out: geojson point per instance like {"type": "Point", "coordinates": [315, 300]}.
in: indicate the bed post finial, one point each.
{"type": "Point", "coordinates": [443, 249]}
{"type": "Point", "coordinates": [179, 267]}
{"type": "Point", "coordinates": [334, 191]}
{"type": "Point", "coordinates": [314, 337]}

◆ ◆ ◆

WHAT YOU SHOULD DO ▸ Nothing is to be left out; every record above must be repeated exactly.

WRITTEN REPLY ▸
out: geojson point per instance like {"type": "Point", "coordinates": [315, 300]}.
in: indicate the bed post finial, one point each.
{"type": "Point", "coordinates": [443, 249]}
{"type": "Point", "coordinates": [179, 267]}
{"type": "Point", "coordinates": [334, 191]}
{"type": "Point", "coordinates": [314, 337]}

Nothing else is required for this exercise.